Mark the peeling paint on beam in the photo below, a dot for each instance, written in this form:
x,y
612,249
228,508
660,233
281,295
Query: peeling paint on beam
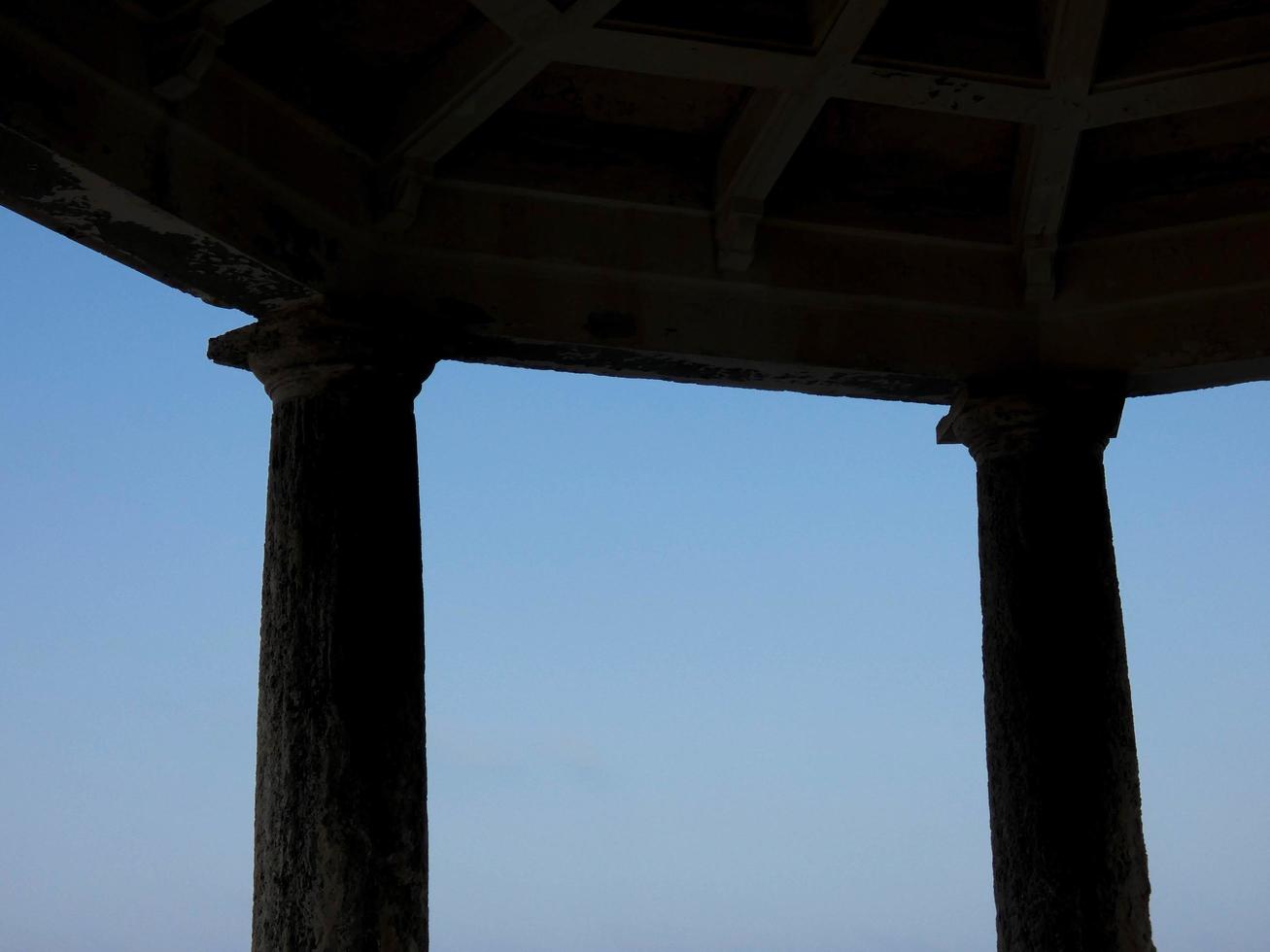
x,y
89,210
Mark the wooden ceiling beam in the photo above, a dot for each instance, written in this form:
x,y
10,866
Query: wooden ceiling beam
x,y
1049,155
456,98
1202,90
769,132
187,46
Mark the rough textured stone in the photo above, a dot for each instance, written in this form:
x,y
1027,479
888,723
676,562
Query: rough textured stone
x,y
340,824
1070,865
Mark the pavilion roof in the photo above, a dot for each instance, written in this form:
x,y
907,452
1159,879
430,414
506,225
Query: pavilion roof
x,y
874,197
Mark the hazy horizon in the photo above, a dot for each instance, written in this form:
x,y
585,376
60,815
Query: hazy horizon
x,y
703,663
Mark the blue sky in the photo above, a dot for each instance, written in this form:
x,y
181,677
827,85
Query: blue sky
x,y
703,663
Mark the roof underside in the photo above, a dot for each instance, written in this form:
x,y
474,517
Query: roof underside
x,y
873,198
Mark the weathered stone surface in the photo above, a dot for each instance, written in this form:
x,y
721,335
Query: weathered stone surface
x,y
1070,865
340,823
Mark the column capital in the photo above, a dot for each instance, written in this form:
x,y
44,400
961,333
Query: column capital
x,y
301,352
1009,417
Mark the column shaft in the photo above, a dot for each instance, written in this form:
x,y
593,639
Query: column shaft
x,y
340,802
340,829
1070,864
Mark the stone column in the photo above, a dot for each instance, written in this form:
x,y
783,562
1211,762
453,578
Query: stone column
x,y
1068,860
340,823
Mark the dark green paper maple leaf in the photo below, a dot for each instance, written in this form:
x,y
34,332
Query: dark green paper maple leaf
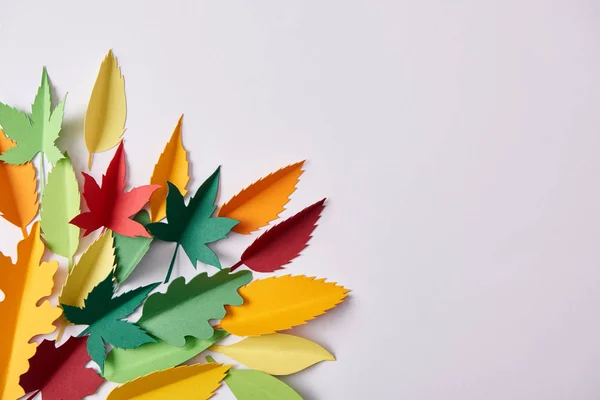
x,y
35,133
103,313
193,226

[WORK INSTRUCTIONS]:
Copy all of the records verbatim, omitting the pictures.

[REPLY]:
Mark the peeling paint on beam in the photo below, a dot for each instance, written in this form:
x,y
612,249
228,508
660,233
281,295
Query: peeling paint on beam
x,y
89,210
Mark the wooden ceiling beam in the photo above, a dot for each instance, written in this form:
x,y
10,866
Query: wooden ceiling beam
x,y
1049,155
456,98
1202,90
769,132
187,46
Mark the rough textured stone in the photo above, a dot for each instance, written in this form:
x,y
1027,479
888,723
676,562
Query: rough textured stone
x,y
340,824
1070,865
Mark the pavilion roof in the photo above, a dot for each instance, written in this form:
x,y
907,452
1159,879
430,414
506,225
Query: pavilion roof
x,y
874,197
Mark the hazy horizon in the photo above, a dot for each instance, written in this form:
x,y
585,376
60,815
Query: hazy horizon
x,y
703,663
Mark the blue sky in the photo above, a dot for each instance, written in this form:
x,y
181,677
827,85
Query: blue sky
x,y
703,663
Mark the roof underside in the photo above, a dot for each instance, written in this form:
x,y
474,517
Query: roof underside
x,y
873,198
Mark the weathered stone surface in the photo above, a dot for each instance, written in this form:
x,y
721,335
Query: weathered stone surface
x,y
1070,865
340,823
Mark the column capital in the photo above, a dot for each instance, written in this form:
x,y
44,400
961,333
Query: column capital
x,y
301,352
1009,417
Mark the column shaft in the photo above, a dot for each instance, written in this form:
x,y
593,639
Query: column shaft
x,y
340,802
340,829
1070,864
Mark the stone column in the photo above, a dot for each instance, written in this form:
x,y
783,562
1211,762
453,578
Query: stone column
x,y
1068,860
340,823
Mark the dark green paper maple leaf in the photo below, a dot for each instance, written in this form:
x,y
34,332
Query: dark green paper maple leaf
x,y
35,133
103,313
193,226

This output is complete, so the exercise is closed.